### Work required
Lay out the data below as a Markdown table with the columns Row and Text, giving each line its own numbered row and skipping blank lines. Leave the pictures out.

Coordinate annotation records
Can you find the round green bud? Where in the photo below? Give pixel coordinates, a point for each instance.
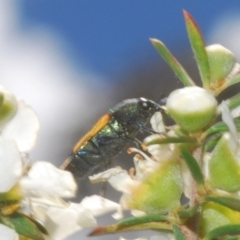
(221, 61)
(192, 108)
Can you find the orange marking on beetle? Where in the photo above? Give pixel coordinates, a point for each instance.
(102, 122)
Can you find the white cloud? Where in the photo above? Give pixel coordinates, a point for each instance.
(34, 67)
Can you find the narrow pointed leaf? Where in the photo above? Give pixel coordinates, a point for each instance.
(229, 202)
(166, 140)
(219, 128)
(193, 166)
(178, 233)
(234, 80)
(211, 142)
(188, 213)
(198, 47)
(230, 229)
(143, 226)
(172, 62)
(22, 225)
(234, 101)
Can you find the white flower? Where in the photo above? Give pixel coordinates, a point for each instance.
(7, 233)
(18, 134)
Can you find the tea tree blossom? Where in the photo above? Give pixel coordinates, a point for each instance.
(185, 180)
(31, 194)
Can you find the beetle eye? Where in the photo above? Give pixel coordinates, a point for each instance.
(144, 104)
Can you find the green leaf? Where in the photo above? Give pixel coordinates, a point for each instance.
(193, 166)
(230, 229)
(229, 202)
(198, 47)
(22, 225)
(172, 62)
(166, 140)
(143, 219)
(160, 226)
(234, 80)
(178, 233)
(189, 212)
(211, 142)
(234, 101)
(220, 127)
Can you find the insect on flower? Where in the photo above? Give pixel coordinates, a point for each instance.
(109, 136)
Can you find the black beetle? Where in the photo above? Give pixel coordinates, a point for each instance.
(109, 136)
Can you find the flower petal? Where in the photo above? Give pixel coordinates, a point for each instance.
(99, 205)
(10, 165)
(45, 179)
(23, 127)
(63, 222)
(7, 233)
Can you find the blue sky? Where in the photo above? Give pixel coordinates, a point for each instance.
(109, 35)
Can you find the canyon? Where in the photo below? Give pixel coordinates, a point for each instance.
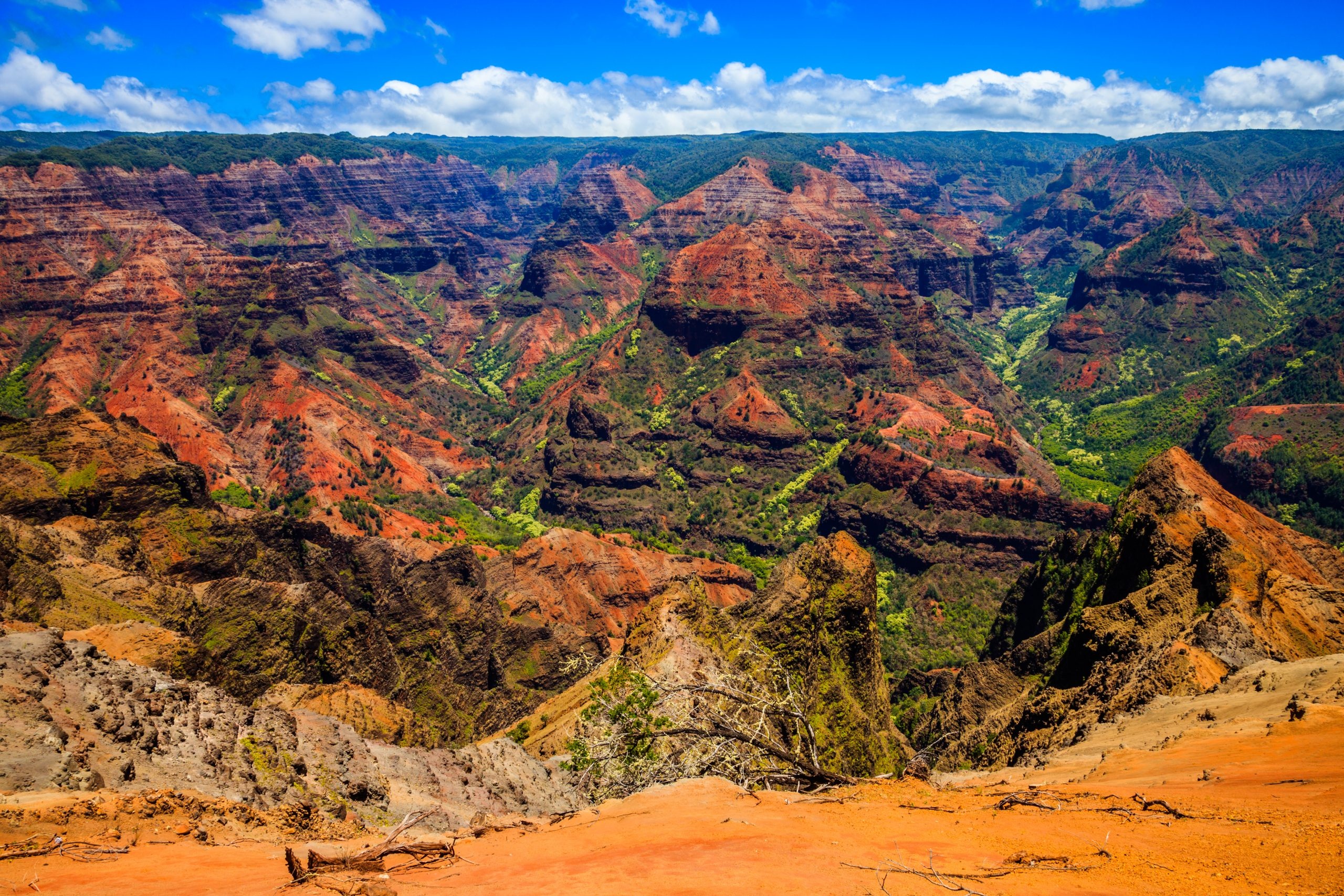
(550, 483)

### Exercise solution
| Row | Text |
|---|---|
| 1 | Can you find the round green bud? Where in the photo below? Give pixel coordinates, a point for each instance. |
| 2 | (221, 61) |
| 3 | (192, 108) |
| 4 | Can you find the orange marking on beetle? Where in the photo above? Give pixel coordinates, a point for each instance. |
| 5 | (102, 122) |
| 6 | Can you find the white cloud? Where in the photo above? Give pixel coordinates, a point for each instance. |
| 7 | (34, 67) |
| 8 | Can you find the narrow pointed leaf? Where in the photo above? Give pixel coordinates, a point for each instance. |
| 9 | (229, 202) |
| 10 | (166, 140) |
| 11 | (219, 128) |
| 12 | (193, 166) |
| 13 | (178, 233) |
| 14 | (234, 80) |
| 15 | (211, 142) |
| 16 | (188, 213) |
| 17 | (198, 47) |
| 18 | (230, 229) |
| 19 | (143, 226) |
| 20 | (172, 62) |
| 21 | (22, 225) |
| 22 | (234, 101) |
| 23 | Can you find the white flower? Where in the photo above? Give pixel coordinates, a point for each instance. |
| 24 | (7, 233) |
| 25 | (18, 134) |
| 26 | Can you find the tea tree blossom? Where in the photo above? Give pixel coordinates, a point for each instance. |
| 27 | (185, 180) |
| 28 | (31, 194) |
| 29 | Can you find the beetle eye? Where in the photo above? Give pixel coordinates, a point for each instance. |
| 30 | (144, 104) |
| 31 | Can you find the green leaf? Where in the photo above? Give pixel coordinates, a point for each instance. |
| 32 | (193, 166) |
| 33 | (230, 229) |
| 34 | (229, 202) |
| 35 | (198, 47) |
| 36 | (22, 225) |
| 37 | (172, 62) |
| 38 | (166, 140) |
| 39 | (143, 219) |
| 40 | (160, 226) |
| 41 | (234, 80) |
| 42 | (178, 233) |
| 43 | (189, 212) |
| 44 | (211, 142) |
| 45 | (234, 101) |
| 46 | (220, 127) |
| 47 | Can you find the insect on flower? Where in the photo above? Give pixel coordinates, a point for each instance. |
| 48 | (109, 136) |
| 49 | Can you find the black beetle? Where in the photo above? Give pixel coordinates, a point for each instance. |
| 50 | (109, 136) |
| 51 | Can you find the flower petal? Where in the photo above? Give pixel coordinates, a point for each instance. |
| 52 | (99, 205) |
| 53 | (10, 165) |
| 54 | (45, 179) |
| 55 | (23, 127) |
| 56 | (63, 222) |
| 57 | (7, 233) |
| 58 | Can you find the blue sky? Where in the photo above? Give pixel coordinates, a point for each instance. |
| 59 | (109, 35) |
| 60 | Can you find the canyon? Where in the photo below? Give pixel coordinates, a point for each instance. |
| 61 | (550, 483) |